Quoted passage:
──────────────────────────────
DELIVERY OF THIS CERTIFICATE MAY NOT CONSTITUTE "GOOD DELIVERY" IN
SETTLEMENT ON STOCK EXCHANGES IN CANADA. A NEW CERTIFICATE, BEARING NO
LEGEND, MAY BE OBTAINED FROM MONTREAL TRUST COMPANY UPON DELIVERY OF THIS
CERTIFICATE AND AN OPINION OF COUNSEL SATISFACTORY TO THE CORPORATION AND
THE TRUSTEE ADDRESSED TO THE CORPORATION AND THE TRUSTEE TO THE EFFECT THAT
SUCH SECURITIES MAY BE FREELY RESOLD WITHOUT RESTRICTION UNDER THE 1933
ACT."
No: USD$
REPAP ENTERPRISES INC.
(INCORPORATED UNDER THE LAWS OF CANADA)
──────────────────────────────
Stored data:
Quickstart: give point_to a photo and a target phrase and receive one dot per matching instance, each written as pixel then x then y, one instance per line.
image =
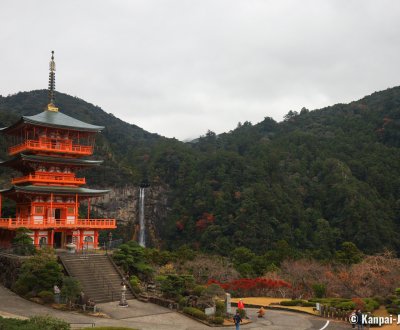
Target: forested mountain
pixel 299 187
──────────────────────────────
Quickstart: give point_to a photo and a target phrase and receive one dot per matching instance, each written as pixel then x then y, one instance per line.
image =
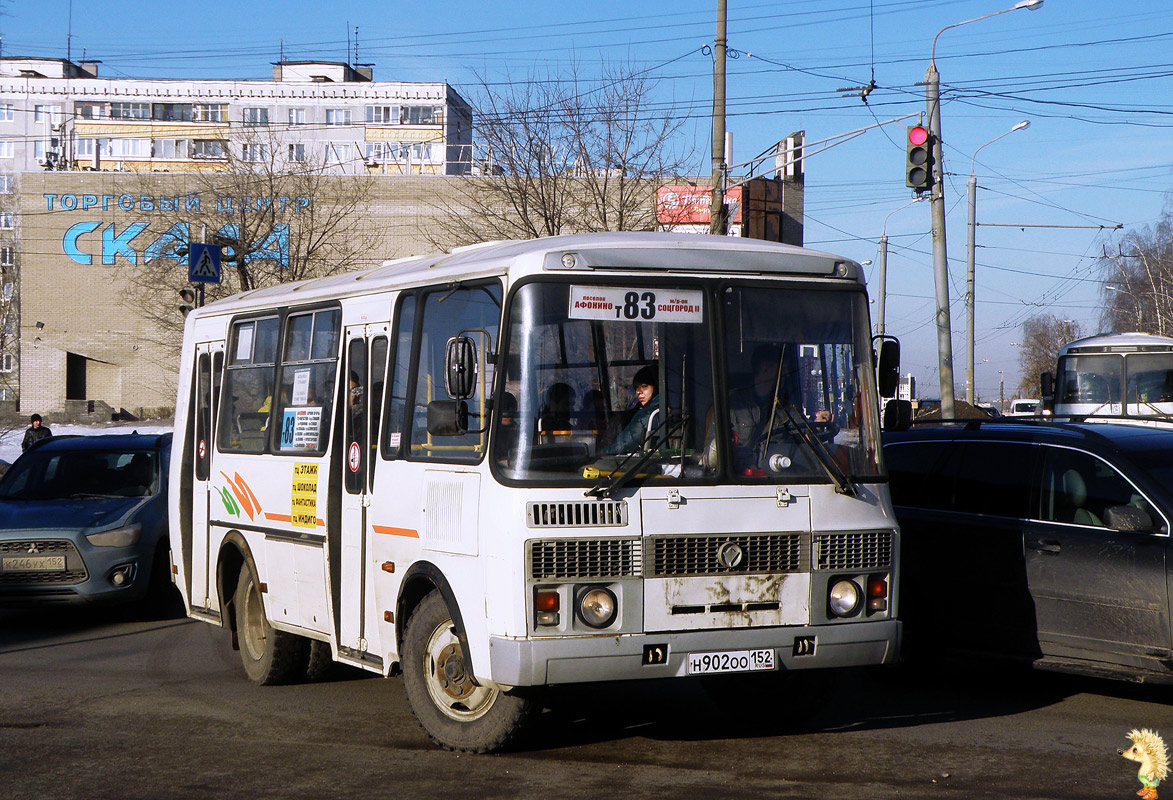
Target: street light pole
──────────────────────────────
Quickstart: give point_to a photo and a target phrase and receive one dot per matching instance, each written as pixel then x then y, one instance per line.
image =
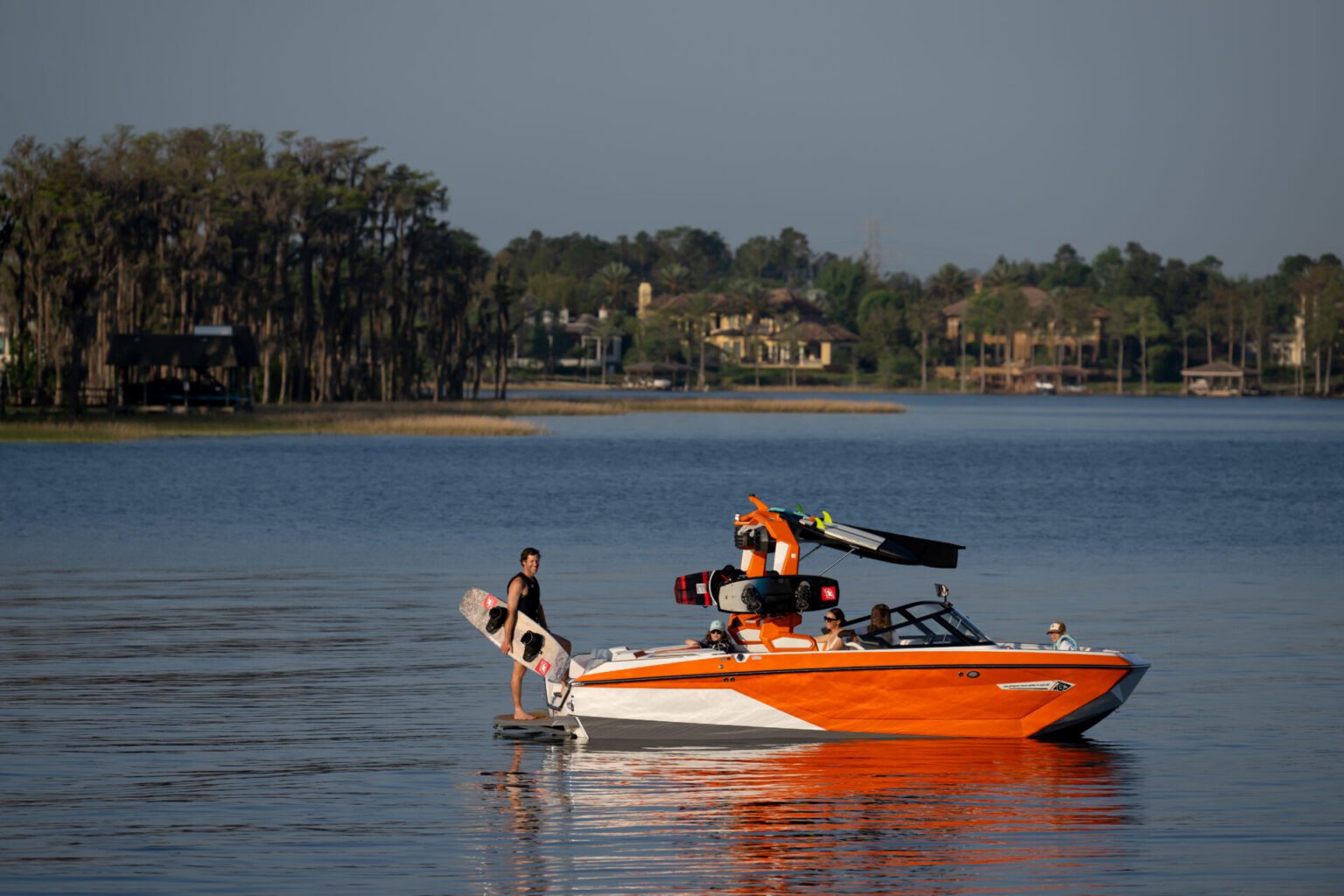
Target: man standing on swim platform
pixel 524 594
──────────────────────────────
Exercises:
(1) Copy the certificate legend from "DELIVERY OF THIS CERTIFICATE" to "LAWS OF CANADA)", changing "TRUSTEE" to "AGENT" throughout.
(2) According to the certificate legend, under the laws of which country is Repap Enterprises Inc. incorporated?

Solutions to the tasks:
(1)
DELIVERY OF THIS CERTIFICATE MAY NOT CONSTITUTE "GOOD DELIVERY" IN
SETTLEMENT ON STOCK EXCHANGES IN CANADA. A NEW CERTIFICATE, BEARING NO
LEGEND, MAY BE OBTAINED FROM MONTREAL TRUST COMPANY UPON DELIVERY OF THIS
CERTIFICATE AND AN OPINION OF COUNSEL SATISFACTORY TO THE CORPORATION AND
THE AGENT ADDRESSED TO THE CORPORATION AND THE AGENT TO THE EFFECT THAT
SUCH SECURITIES MAY BE FREELY RESOLD WITHOUT RESTRICTION UNDER THE 1933
ACT."
No: USD$
REPAP ENTERPRISES INC.
(INCORPORATED UNDER THE LAWS OF CANADA)

(2) Canada.